(Saved entries)
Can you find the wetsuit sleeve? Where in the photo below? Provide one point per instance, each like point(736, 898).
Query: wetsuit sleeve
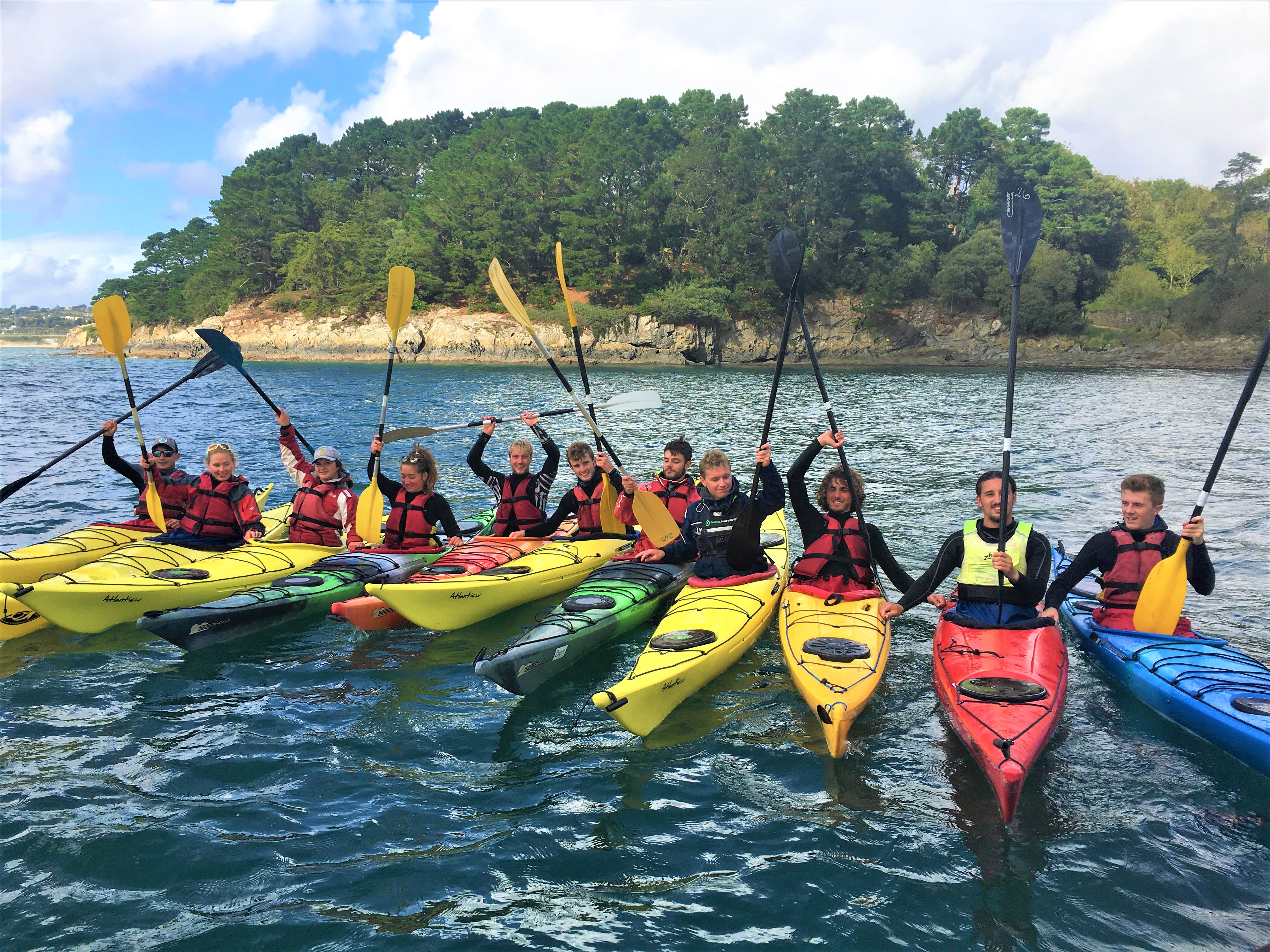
point(568, 507)
point(947, 562)
point(1199, 565)
point(438, 512)
point(495, 480)
point(246, 511)
point(771, 492)
point(1039, 559)
point(130, 471)
point(299, 469)
point(1098, 554)
point(811, 521)
point(887, 562)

▶ [Brief] Your copy should match the records word for word, with the pictures removed.

▶ [Answer area]
Can you find the wetsuit sleeve? Where in the photo below? Provide one point per instance, each like point(736, 898).
Query: wetsuit sleeve
point(568, 507)
point(947, 562)
point(1199, 565)
point(438, 512)
point(495, 480)
point(246, 511)
point(771, 492)
point(1039, 559)
point(130, 471)
point(299, 469)
point(1098, 554)
point(811, 521)
point(887, 562)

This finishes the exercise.